The exercise → Repeat the records below line for line, without any changes.

Entries taken from a collection:
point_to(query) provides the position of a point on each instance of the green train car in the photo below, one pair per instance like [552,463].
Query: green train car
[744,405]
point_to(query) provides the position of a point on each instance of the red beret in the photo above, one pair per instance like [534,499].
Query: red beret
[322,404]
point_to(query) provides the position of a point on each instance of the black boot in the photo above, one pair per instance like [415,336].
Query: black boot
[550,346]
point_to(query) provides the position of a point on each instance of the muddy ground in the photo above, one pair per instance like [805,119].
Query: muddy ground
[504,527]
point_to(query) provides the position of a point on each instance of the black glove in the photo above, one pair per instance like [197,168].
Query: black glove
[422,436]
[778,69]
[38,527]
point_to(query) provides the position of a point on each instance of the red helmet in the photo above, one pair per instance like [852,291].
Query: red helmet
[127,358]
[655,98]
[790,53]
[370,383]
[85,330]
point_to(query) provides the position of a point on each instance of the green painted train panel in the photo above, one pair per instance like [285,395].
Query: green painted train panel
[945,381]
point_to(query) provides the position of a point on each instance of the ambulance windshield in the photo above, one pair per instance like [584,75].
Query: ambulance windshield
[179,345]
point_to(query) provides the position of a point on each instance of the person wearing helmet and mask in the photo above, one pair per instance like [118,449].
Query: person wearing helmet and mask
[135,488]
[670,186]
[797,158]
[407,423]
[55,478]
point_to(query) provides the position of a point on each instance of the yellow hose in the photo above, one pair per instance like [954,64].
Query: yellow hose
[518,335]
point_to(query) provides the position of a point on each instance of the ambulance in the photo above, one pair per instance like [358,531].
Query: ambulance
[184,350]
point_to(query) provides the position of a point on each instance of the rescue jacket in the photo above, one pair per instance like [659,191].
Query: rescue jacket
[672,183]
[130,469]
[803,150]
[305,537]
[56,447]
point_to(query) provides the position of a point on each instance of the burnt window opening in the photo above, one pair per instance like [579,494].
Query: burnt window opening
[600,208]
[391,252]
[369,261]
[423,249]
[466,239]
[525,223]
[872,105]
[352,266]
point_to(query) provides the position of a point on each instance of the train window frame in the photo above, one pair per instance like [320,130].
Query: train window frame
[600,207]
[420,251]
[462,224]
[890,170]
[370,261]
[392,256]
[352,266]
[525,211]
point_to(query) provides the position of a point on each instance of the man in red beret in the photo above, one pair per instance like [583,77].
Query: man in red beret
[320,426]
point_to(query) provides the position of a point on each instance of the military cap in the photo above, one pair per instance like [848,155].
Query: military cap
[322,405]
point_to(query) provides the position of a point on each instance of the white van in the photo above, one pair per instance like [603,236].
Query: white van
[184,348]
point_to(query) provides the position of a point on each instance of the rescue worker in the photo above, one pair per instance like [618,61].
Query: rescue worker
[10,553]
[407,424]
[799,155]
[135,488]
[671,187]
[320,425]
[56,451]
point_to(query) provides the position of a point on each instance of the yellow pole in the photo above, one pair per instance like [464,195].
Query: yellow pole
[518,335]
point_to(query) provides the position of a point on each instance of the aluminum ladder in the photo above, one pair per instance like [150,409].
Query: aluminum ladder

Exercise answer →
point_to(query) provides the position of a point on each instance of the green train car in the photo below, one pair per instance like [552,463].
Query: green train car
[744,405]
point_to(query) provides the position of a point on each instance of the red beret in the photo above, one pair per instance like [534,499].
Query: red beret
[322,404]
point_to(query) provides the position of a point on each instance of the black boot in the photo above, one pair per instance like [415,336].
Query: black boot
[550,346]
point_to(query) provides the position of a point on each instance of the muddy ground in the photo above, one pair per instance like [805,119].
Query: muddy ground
[504,527]
point_to(query) provides the position of a point on each instance of the black glove in the photo above, one pair per instance like [197,168].
Query: black glove
[422,436]
[778,69]
[38,527]
point_to(query) provides the position of a point on each instance of the red helmet in the photo above, one pair per instance like [852,291].
Query: red helmet
[127,358]
[655,98]
[790,53]
[370,383]
[85,330]
point_to(query) provides the position of a point on each instance of the green painted train panel in the photo above, one pair per instance like [285,395].
Query: green painted train panel
[945,381]
point_to(query) provides the position of a point on each instance of the ambulance windshield in the photo above, one pair per instance like [584,75].
Query: ambulance windshield
[179,345]
point_to(query) provides the position of a point on each instance of the person wearing helmet and mask in the photo above, one pair per instance like [118,449].
Query: person wearing helmet and mask
[135,488]
[670,186]
[797,158]
[407,423]
[55,478]
point_to(query) provides the position of a point on each instance of the yellow hose in the photo above, one pair per instance like [954,64].
Query: yellow hose
[518,335]
point_to(query) provides the position of a point on each instance of the ambulance in the photo above, one pair per instance like [358,531].
Query: ambulance
[184,350]
point_to(query) provides the position of a point on each instance of the rescue jacket in the photo above, one pair per instance like [659,191].
Query: rescue jacket
[672,183]
[130,469]
[803,150]
[305,537]
[56,447]
point_to(query) provides the position of a point on each instance of the burnt window opening in the photo above, one pair per instance like [579,494].
Query: burnt window opening
[600,208]
[391,252]
[369,261]
[423,249]
[466,239]
[525,223]
[872,105]
[352,266]
point_to(query) provides the position of a point on each instance of the train window frame in the photo above, one pair per instance like [320,130].
Query: train window frame
[600,207]
[420,251]
[462,224]
[890,170]
[370,261]
[392,256]
[352,266]
[525,211]
point_to(query) provides the position of a point on each instance of the man in red beret in the photo above, one pair per instance like [583,77].
Query: man in red beret
[320,426]
point_to(query) provides the position of a point on each instance of the military cap in the photo above, one pair per instance like [848,155].
Query: military cap
[322,405]
point_to(query) provides the position of a point on each instance of the white van in the photo above, one pair per instance like [603,236].
Query: white van
[184,348]
point_to(query) provides the position of a point on each instance of the rescue worker in the photo above, one pair per instance like [618,61].
Query: rescue worker
[10,553]
[407,424]
[799,155]
[135,488]
[671,187]
[320,425]
[56,451]
point_to(query) provides the position of a point on each instance of the yellow pole in the photo above, one pair per instance like [464,195].
Query: yellow pole
[518,335]
point_to(query) provides the position of a point on each instance of the aluminum ladder in the photo above, one pair per instance like [150,409].
Query: aluminum ladder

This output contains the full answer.